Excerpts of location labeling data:
[start]

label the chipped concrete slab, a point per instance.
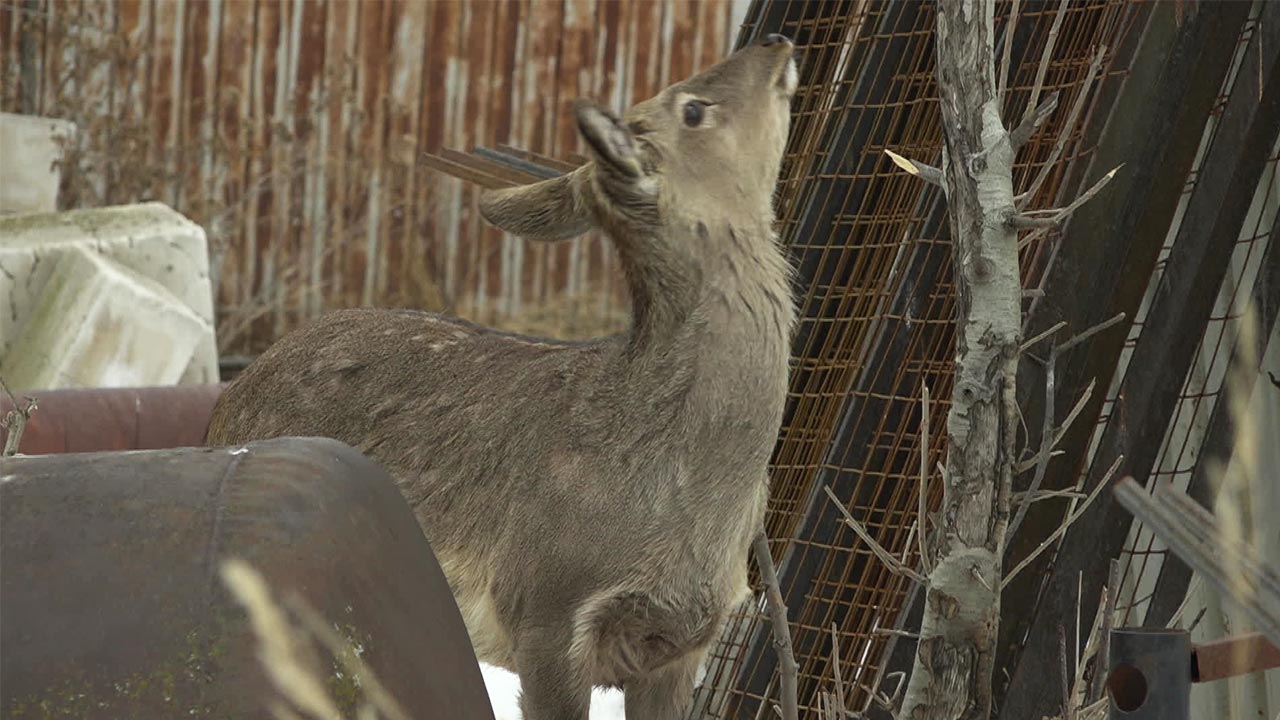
(31, 149)
(149, 242)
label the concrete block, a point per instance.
(101, 324)
(150, 255)
(30, 149)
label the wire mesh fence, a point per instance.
(877, 302)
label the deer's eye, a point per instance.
(694, 112)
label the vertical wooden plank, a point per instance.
(234, 96)
(193, 151)
(440, 195)
(542, 105)
(408, 278)
(94, 30)
(521, 269)
(342, 41)
(475, 59)
(374, 36)
(507, 103)
(282, 233)
(309, 58)
(577, 54)
(260, 268)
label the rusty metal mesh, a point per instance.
(877, 306)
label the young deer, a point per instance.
(590, 502)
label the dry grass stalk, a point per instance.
(288, 657)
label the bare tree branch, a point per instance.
(1077, 340)
(1072, 118)
(1050, 437)
(1064, 670)
(787, 666)
(1057, 215)
(1031, 123)
(1008, 59)
(1041, 336)
(1064, 527)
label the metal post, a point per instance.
(1150, 674)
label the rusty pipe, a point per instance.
(100, 419)
(1150, 674)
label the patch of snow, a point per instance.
(504, 696)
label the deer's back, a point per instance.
(437, 401)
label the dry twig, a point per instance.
(924, 481)
(885, 556)
(16, 420)
(927, 173)
(787, 666)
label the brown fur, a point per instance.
(590, 502)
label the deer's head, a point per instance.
(705, 149)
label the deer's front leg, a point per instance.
(552, 687)
(664, 693)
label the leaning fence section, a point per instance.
(873, 256)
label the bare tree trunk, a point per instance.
(952, 671)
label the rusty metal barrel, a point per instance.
(92, 419)
(114, 605)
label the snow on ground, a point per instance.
(504, 696)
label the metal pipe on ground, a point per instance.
(115, 606)
(100, 419)
(1150, 674)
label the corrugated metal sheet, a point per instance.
(292, 131)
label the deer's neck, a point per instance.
(711, 333)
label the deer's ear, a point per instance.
(552, 209)
(609, 140)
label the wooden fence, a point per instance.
(293, 132)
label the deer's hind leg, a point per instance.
(664, 693)
(552, 687)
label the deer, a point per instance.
(592, 502)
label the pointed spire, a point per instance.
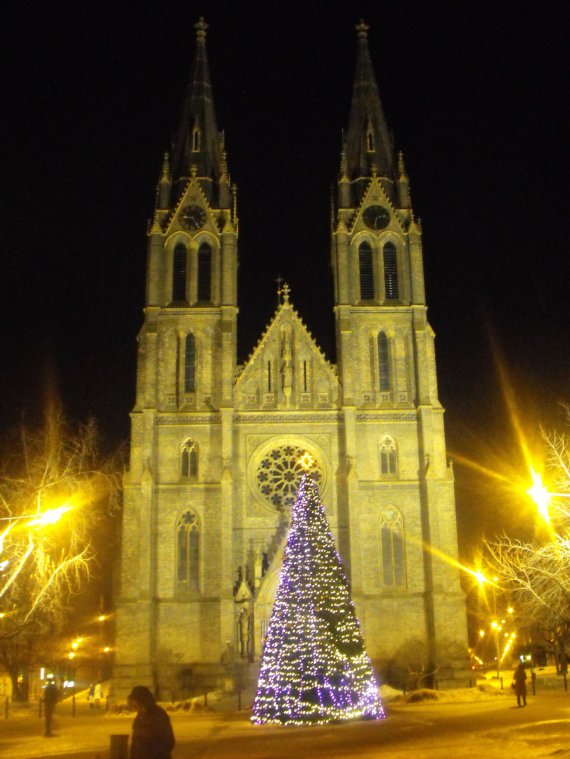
(368, 140)
(198, 142)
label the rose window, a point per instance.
(279, 474)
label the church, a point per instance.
(216, 445)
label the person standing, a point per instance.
(50, 700)
(519, 684)
(152, 735)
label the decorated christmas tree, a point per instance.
(315, 668)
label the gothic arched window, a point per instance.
(384, 362)
(196, 138)
(388, 457)
(366, 272)
(179, 264)
(188, 551)
(204, 273)
(190, 364)
(189, 460)
(390, 271)
(392, 543)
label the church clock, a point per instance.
(376, 217)
(193, 217)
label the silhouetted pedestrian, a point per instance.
(519, 684)
(152, 736)
(50, 700)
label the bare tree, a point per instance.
(54, 488)
(536, 574)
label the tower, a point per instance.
(398, 491)
(215, 445)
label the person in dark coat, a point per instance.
(50, 700)
(519, 684)
(152, 736)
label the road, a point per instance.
(481, 730)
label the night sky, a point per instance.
(476, 96)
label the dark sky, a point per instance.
(476, 95)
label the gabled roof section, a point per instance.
(375, 193)
(286, 341)
(368, 142)
(198, 142)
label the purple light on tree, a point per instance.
(315, 668)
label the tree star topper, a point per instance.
(307, 462)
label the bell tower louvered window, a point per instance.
(188, 551)
(204, 273)
(390, 271)
(190, 364)
(366, 272)
(179, 265)
(384, 362)
(189, 460)
(388, 457)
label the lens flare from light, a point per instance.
(539, 495)
(49, 517)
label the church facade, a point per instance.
(215, 445)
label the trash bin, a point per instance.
(119, 747)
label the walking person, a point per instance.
(152, 736)
(50, 700)
(519, 684)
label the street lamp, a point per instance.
(541, 496)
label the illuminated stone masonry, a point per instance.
(212, 475)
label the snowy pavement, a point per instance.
(485, 728)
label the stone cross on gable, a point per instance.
(284, 292)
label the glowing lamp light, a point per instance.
(539, 495)
(50, 517)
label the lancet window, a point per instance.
(384, 362)
(188, 551)
(390, 271)
(366, 271)
(190, 363)
(204, 273)
(189, 460)
(388, 457)
(179, 266)
(392, 547)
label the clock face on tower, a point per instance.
(193, 217)
(376, 217)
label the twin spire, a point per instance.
(199, 148)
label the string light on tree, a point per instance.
(315, 668)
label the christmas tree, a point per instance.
(315, 668)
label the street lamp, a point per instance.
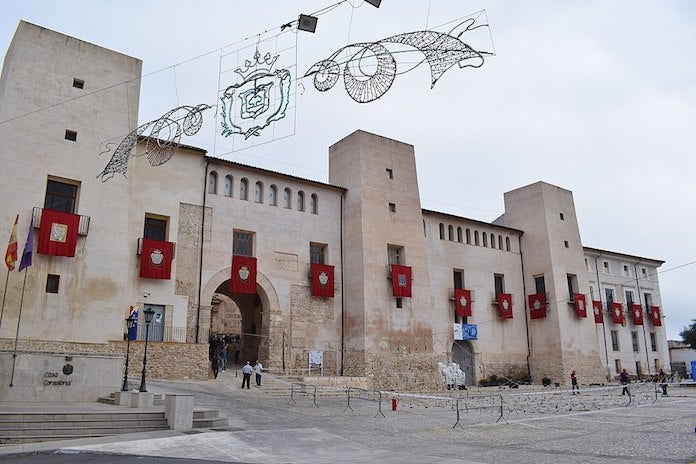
(130, 321)
(149, 312)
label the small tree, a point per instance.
(688, 335)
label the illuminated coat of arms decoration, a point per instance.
(260, 99)
(156, 257)
(371, 67)
(244, 273)
(257, 91)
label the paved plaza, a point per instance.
(282, 422)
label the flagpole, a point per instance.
(19, 316)
(4, 296)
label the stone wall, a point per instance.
(403, 371)
(47, 370)
(166, 360)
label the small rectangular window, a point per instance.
(540, 284)
(60, 196)
(609, 295)
(242, 243)
(155, 229)
(52, 283)
(634, 340)
(572, 286)
(499, 284)
(317, 253)
(458, 279)
(615, 340)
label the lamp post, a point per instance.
(130, 321)
(149, 312)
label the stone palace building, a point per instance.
(348, 278)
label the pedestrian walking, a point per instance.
(663, 382)
(223, 356)
(246, 373)
(215, 364)
(574, 382)
(625, 380)
(258, 368)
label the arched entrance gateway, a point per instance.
(254, 321)
(463, 354)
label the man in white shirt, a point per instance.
(258, 368)
(246, 372)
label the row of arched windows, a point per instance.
(482, 239)
(273, 193)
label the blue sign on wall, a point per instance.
(469, 332)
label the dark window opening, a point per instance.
(155, 229)
(242, 243)
(317, 253)
(52, 283)
(60, 196)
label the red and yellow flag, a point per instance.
(11, 253)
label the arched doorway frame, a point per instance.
(271, 313)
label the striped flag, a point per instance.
(28, 248)
(11, 253)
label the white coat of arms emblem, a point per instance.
(156, 257)
(59, 232)
(402, 280)
(244, 273)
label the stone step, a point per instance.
(81, 431)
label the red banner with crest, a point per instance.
(655, 316)
(322, 280)
(243, 279)
(401, 281)
(537, 305)
(580, 304)
(504, 305)
(156, 259)
(58, 233)
(597, 310)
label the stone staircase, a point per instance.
(36, 426)
(18, 428)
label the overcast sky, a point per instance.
(598, 97)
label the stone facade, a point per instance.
(365, 220)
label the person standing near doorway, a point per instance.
(246, 373)
(574, 382)
(624, 381)
(223, 356)
(258, 368)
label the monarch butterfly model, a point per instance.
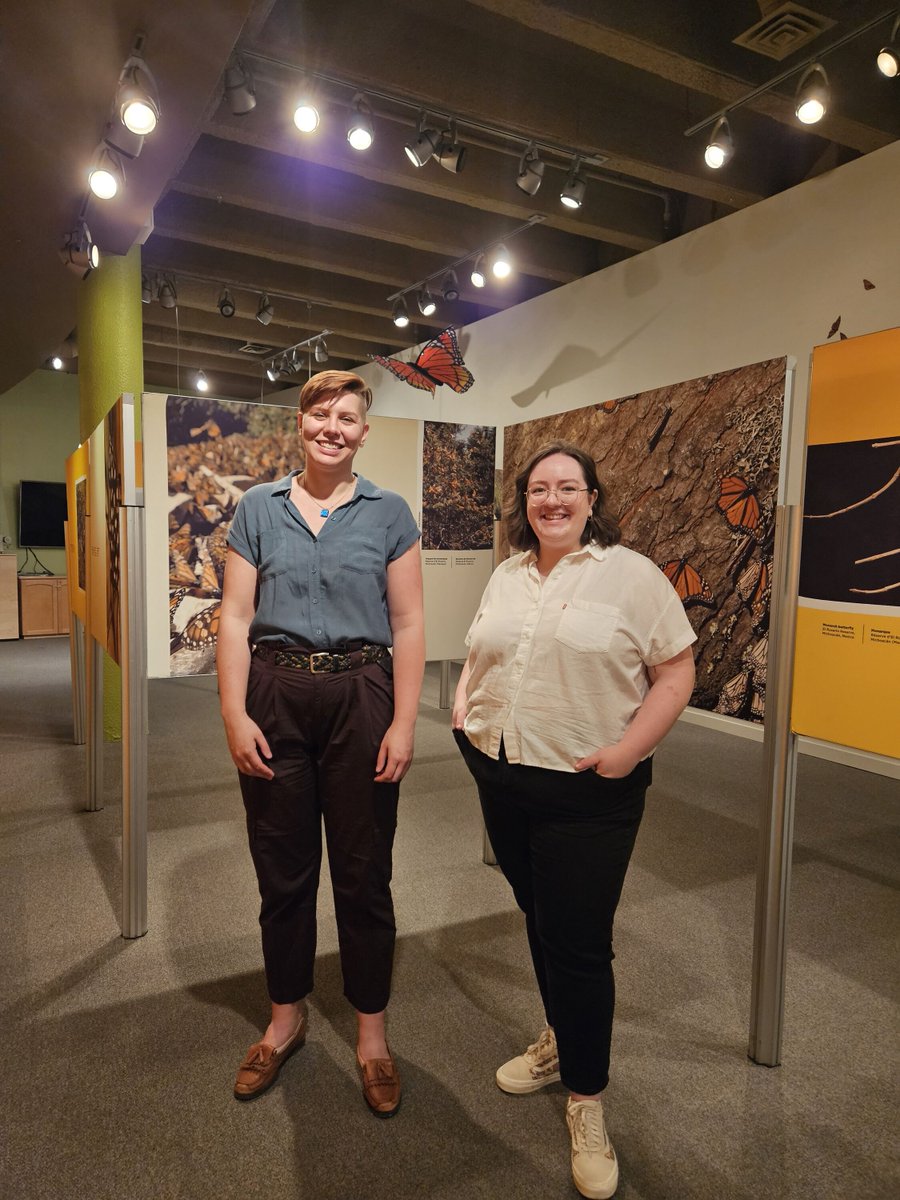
(688, 582)
(738, 503)
(439, 363)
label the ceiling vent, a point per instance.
(784, 29)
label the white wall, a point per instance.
(761, 283)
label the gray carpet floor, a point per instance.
(120, 1055)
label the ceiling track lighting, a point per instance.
(226, 304)
(501, 263)
(448, 153)
(137, 100)
(450, 287)
(421, 149)
(265, 311)
(306, 114)
(79, 251)
(167, 293)
(531, 171)
(813, 95)
(400, 316)
(888, 58)
(106, 175)
(720, 147)
(239, 88)
(360, 132)
(573, 195)
(427, 304)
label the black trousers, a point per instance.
(564, 841)
(324, 732)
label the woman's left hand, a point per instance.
(395, 754)
(611, 762)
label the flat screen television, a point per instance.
(42, 513)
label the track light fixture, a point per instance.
(137, 101)
(720, 147)
(531, 171)
(79, 251)
(167, 294)
(424, 145)
(573, 195)
(265, 310)
(306, 114)
(360, 132)
(448, 153)
(106, 175)
(501, 263)
(450, 287)
(813, 95)
(240, 91)
(888, 59)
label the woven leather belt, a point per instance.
(321, 661)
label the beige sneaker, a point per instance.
(533, 1069)
(595, 1171)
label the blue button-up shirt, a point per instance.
(327, 589)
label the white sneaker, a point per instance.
(595, 1171)
(533, 1069)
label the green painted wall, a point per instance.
(111, 363)
(39, 431)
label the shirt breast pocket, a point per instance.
(587, 625)
(365, 557)
(273, 553)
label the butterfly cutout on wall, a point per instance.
(688, 582)
(439, 363)
(738, 503)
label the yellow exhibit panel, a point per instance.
(847, 657)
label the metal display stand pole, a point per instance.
(773, 876)
(135, 721)
(76, 648)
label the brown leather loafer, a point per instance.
(263, 1062)
(381, 1085)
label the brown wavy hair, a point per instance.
(601, 526)
(328, 384)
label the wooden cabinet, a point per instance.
(9, 597)
(43, 605)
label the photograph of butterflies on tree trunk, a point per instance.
(691, 471)
(216, 450)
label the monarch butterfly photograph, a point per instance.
(688, 582)
(738, 503)
(439, 363)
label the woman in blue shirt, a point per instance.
(323, 575)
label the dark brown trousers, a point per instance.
(324, 732)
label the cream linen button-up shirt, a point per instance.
(558, 667)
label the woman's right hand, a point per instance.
(247, 747)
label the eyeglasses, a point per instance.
(567, 495)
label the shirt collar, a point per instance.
(364, 487)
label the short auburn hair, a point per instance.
(328, 384)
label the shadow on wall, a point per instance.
(570, 364)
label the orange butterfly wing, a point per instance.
(738, 503)
(688, 582)
(406, 372)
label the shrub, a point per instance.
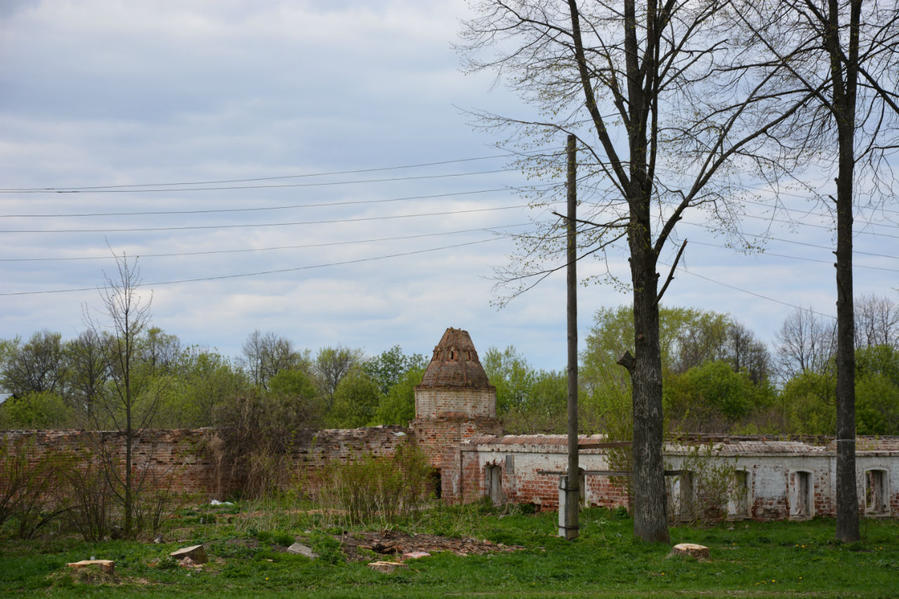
(376, 490)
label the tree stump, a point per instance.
(107, 566)
(691, 550)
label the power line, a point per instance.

[end]

Exactly as they appear, repeat the lines from the one containing "label the woven" through the last line of the entries, counting both ends. Pictures stay out.

label the woven leather belt, a point per instance.
(321, 661)
label the beige sneaker, a point per instance.
(533, 1069)
(595, 1171)
label the blue button-up shirt, a point per instance.
(327, 589)
label the white sneaker, a point per instance.
(595, 1171)
(533, 1069)
label the green painted wall, a point per instance.
(111, 363)
(39, 431)
label the shirt breast pocket, a point per instance.
(587, 625)
(365, 557)
(273, 553)
label the butterfly cutout on wall, a point per instance.
(688, 582)
(439, 363)
(738, 503)
label the yellow exhibit panel, a point per instance.
(847, 657)
label the metal display stand pole, a point per instance.
(773, 876)
(135, 721)
(76, 648)
label the brown leather loafer, a point per instance.
(263, 1062)
(381, 1085)
label the brown wavy hair, a point per instance.
(601, 526)
(328, 384)
label the wooden cabinet, a point per instance.
(9, 597)
(43, 605)
label the photograph of butterflies on tree trunk, a point per instance.
(691, 471)
(216, 450)
label the monarch butterfly photograph, a point per instance.
(688, 582)
(738, 503)
(439, 363)
label the woman in blue shirt, a point per instance.
(323, 575)
label the dark brown trousers, a point per instance.
(324, 732)
label the cream linen button-up shirt, a point per instance.
(558, 667)
label the woman's right hand, a point per instance.
(247, 747)
label the eyeglasses, a point per instance.
(567, 495)
label the shirt collar, a point per instance.
(364, 487)
label the short auburn hair, a point per instance.
(328, 384)
label the shadow on wall, a point per instance.
(570, 364)
label the orange butterfly wing, a point per instance.
(738, 503)
(688, 582)
(406, 372)
label the shrub, a point per instance.
(376, 490)
label the tree stump, a point per instance.
(107, 566)
(691, 550)
label the power line, a point per instance.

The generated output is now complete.